*Requirement:*
Starting at the line that contains "of green tree" and continuing through the end of the records, give those lines again with "integer" replaced by "whole-number" and nothing else changed.

*Entries:*
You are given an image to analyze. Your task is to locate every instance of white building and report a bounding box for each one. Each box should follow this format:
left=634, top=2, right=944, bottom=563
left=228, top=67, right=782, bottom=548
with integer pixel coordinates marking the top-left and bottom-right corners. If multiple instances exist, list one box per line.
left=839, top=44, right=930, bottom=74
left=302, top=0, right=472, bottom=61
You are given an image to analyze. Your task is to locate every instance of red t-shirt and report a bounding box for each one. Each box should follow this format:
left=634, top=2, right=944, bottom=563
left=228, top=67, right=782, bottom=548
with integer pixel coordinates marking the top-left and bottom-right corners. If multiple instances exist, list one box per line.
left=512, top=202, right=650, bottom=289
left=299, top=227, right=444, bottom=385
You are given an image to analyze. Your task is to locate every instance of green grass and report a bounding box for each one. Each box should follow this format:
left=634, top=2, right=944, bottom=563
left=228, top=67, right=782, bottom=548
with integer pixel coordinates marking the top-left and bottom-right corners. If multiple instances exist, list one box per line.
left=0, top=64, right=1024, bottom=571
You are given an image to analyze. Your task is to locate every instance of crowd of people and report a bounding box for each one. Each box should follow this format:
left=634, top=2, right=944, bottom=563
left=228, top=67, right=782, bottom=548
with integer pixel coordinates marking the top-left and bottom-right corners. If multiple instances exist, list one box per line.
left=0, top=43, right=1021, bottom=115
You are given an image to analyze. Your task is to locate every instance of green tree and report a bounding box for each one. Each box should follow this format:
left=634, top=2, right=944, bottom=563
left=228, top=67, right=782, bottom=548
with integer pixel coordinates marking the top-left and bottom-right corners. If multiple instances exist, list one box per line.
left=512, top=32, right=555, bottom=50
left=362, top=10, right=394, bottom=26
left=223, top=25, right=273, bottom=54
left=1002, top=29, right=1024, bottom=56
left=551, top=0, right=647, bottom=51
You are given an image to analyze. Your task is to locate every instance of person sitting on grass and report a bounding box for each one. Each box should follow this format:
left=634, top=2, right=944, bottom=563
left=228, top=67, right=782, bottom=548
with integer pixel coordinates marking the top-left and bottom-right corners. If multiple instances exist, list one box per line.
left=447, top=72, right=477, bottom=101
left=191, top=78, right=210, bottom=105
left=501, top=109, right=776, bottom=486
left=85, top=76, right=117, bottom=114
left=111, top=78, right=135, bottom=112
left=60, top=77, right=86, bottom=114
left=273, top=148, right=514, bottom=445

*Solution for this task:*
You are given an image to analyze. Your task is to locate every instance of green tree and report a bounding box for each one. Each box should follow this format:
left=634, top=2, right=944, bottom=563
left=228, top=67, right=782, bottom=548
with whole-number pixel coordinates marking the top-left and bottom-right corners. If multiple instances exist, list one box per line.
left=512, top=32, right=555, bottom=50
left=362, top=10, right=394, bottom=26
left=223, top=25, right=273, bottom=54
left=1002, top=29, right=1024, bottom=56
left=551, top=0, right=647, bottom=51
You are given an image to analyze. Your task is to locate every instance of person sitting on grass and report a bounding box for each one. Each box should follow this format:
left=634, top=2, right=944, bottom=563
left=228, top=67, right=782, bottom=548
with whole-number pixel coordinates marking the top-left and bottom-right corners. If multiple instances exist, list one box per line.
left=447, top=72, right=477, bottom=101
left=191, top=78, right=210, bottom=105
left=501, top=109, right=776, bottom=486
left=85, top=76, right=117, bottom=114
left=111, top=78, right=135, bottom=112
left=60, top=77, right=86, bottom=114
left=273, top=148, right=514, bottom=445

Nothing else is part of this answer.